**Okunacak bölüm**

_____

Yazarlar Hangisi doğru?.

Hangisi doğru?.

19.12.1997 - 00:00 | Son Güncellenme:

Hangisi doğru?.

Hangisi doğru.

Altan ÖYMEN

HÜKÜMETİN Lüksemburg kararına ilk cevabı, geçen Pazar akşamındaki "Bakanlar Kurulu" toplantısından sonra açıklandı. Bu, bir yazılı açıklamaydı. Başbakan tarafından okundu. Bazı yönleri tartışılabilir ama, kendi içinde tutarlı sayılırdı. Lüksemburg kararındaki münasebetsizliklere karşı haklı tepkimizi ortaya koyuyordu ve bundan sonrası için, belirli bir politika çizgisi oluşturuyordu.
Buna göre Türkiye, Lüksemburg kararında kendisine ayrılan yeri de, karar bildirisine birer "koşul" gibi konulan ifadeleri de reddediyordu. AB'yle bundan böyle, "Yunanistan'la ilişkiler" gibi, "Kıbrıs" gibi konularda "siyasi diyaloğ"a girmeyeceğini bildiriyordu. Zirvede formüle edilen şekliyle kurulacak bir "Avrupa Konferansı"na katılmayacağını açıklıyordu. Ancak diyordu ki: "Türkiye, AB ile bütünleşme iradesini Lüksemburg zirvesinde ortaya konulan tutuma rağmen sürdürecektir".

_____

**Verilen bilgiler**
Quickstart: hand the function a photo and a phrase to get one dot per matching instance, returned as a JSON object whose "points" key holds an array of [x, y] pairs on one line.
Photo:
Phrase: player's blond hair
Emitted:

_____

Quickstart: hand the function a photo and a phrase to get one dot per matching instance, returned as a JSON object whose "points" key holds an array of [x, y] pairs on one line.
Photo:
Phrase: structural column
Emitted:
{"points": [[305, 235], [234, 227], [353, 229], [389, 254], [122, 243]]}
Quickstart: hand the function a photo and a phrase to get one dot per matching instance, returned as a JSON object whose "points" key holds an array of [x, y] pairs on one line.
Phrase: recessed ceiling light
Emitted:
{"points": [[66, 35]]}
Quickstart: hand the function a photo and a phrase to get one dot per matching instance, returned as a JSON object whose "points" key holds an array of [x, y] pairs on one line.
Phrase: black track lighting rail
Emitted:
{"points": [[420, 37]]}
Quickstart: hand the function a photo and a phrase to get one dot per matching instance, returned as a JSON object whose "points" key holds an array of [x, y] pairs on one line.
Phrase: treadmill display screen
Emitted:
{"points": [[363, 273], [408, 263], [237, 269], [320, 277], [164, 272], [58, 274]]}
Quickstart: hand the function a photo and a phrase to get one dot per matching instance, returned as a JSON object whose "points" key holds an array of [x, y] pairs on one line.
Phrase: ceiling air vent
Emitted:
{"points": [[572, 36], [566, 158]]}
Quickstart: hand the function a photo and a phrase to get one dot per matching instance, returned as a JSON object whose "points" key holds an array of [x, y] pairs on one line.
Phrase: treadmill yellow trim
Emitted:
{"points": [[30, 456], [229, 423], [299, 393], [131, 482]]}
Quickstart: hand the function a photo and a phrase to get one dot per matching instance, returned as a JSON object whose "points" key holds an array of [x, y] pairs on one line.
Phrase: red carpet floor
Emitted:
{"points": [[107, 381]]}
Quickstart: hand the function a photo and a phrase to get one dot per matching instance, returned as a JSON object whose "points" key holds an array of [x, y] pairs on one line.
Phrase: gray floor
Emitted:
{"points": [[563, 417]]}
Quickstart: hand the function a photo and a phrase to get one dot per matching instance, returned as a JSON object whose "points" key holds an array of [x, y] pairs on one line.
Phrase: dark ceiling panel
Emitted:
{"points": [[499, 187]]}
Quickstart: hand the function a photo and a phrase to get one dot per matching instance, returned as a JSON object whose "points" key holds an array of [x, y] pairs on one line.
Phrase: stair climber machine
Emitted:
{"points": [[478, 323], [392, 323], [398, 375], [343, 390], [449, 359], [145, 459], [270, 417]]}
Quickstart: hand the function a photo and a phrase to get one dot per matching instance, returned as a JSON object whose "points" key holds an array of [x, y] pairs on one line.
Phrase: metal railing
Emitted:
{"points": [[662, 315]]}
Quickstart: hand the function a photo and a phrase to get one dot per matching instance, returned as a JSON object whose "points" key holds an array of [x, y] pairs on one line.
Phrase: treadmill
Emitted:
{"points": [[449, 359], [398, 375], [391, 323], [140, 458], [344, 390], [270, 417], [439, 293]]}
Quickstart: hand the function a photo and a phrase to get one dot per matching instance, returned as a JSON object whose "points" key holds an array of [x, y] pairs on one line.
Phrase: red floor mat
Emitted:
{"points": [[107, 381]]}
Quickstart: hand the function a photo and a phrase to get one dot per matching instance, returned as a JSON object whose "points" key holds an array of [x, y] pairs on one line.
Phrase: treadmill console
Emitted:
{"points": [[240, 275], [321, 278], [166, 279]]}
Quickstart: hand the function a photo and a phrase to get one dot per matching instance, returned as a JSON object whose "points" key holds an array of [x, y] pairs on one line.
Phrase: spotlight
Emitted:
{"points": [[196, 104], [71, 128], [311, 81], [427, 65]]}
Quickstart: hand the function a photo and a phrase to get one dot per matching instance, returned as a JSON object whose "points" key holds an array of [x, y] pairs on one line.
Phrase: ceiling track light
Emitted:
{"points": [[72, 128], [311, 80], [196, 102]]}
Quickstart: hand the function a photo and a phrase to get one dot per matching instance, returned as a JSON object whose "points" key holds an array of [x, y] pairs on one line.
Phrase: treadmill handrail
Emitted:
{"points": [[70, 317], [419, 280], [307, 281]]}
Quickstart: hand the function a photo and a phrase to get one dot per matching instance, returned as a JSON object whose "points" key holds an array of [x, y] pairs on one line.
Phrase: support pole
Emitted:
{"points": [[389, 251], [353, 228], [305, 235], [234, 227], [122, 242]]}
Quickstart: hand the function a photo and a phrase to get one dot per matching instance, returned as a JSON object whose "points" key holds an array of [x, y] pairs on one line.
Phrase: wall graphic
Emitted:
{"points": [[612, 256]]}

_____

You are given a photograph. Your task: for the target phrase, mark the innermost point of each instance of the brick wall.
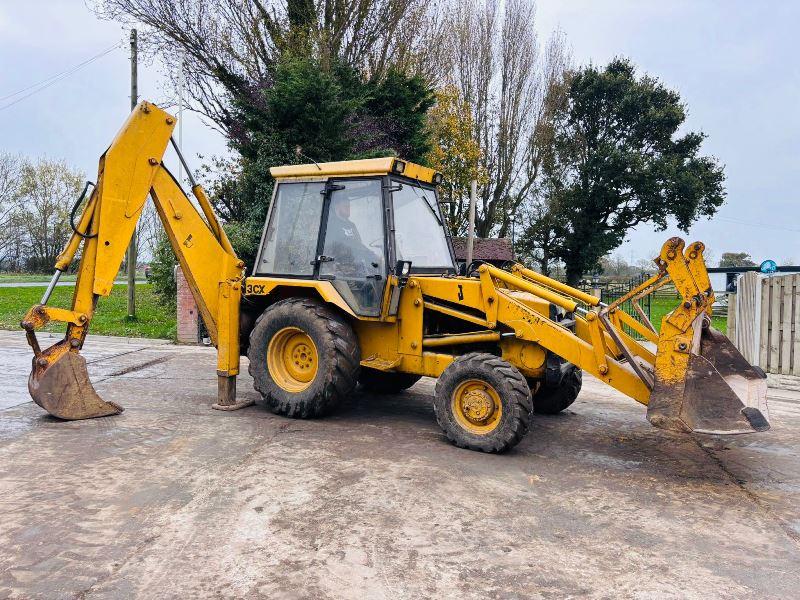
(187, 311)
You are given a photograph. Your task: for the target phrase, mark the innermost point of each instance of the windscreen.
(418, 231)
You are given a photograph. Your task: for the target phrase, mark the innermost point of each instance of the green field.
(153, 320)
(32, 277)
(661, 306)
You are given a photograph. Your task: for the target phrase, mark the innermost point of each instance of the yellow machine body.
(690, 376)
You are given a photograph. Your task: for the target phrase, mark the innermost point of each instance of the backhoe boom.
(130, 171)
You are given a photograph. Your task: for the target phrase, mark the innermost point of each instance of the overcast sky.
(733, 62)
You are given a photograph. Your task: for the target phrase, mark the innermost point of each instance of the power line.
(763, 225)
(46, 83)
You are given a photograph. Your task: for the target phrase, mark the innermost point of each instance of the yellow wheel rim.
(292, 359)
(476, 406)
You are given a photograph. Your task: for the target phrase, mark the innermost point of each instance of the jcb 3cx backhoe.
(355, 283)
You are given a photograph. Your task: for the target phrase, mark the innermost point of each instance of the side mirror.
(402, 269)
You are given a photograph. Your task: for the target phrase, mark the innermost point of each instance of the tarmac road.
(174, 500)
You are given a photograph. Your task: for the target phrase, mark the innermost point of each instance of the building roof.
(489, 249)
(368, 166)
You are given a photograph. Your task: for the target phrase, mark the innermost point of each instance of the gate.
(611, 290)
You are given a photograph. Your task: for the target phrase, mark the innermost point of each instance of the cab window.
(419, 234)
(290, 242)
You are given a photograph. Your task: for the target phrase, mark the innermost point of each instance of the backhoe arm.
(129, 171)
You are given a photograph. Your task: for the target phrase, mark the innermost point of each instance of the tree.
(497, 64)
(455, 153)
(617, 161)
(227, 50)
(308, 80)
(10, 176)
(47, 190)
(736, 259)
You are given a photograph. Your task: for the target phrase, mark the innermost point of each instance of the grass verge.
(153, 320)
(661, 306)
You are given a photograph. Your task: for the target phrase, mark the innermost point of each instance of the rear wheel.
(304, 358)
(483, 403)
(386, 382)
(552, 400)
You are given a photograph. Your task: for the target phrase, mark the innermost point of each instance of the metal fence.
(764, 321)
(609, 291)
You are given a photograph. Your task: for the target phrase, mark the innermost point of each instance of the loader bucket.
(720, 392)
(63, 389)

_____

**Göreviniz**
Lüksemburg kararıyla ilgili yazıya göre şu soruları yanıtlayın:
1. Hükümetin ilk cevabı hangi toplantıdan sonra açıklandı?
2. Yazılı açıklamayı kim okudu?
3. Türkiye, AB ile hangi konularda "siyasi diyaloğ"a girmeyeceğini bildirdi?
Kayıtların bu işte hiçbir payı yok.

**Görevin çözümü**
1. Geçen Pazar akşamındaki Bakanlar Kurulu toplantısından sonra.
2. Başbakan.
3. "Yunanistan'la ilişkiler" ve "Kıbrıs" gibi konularda.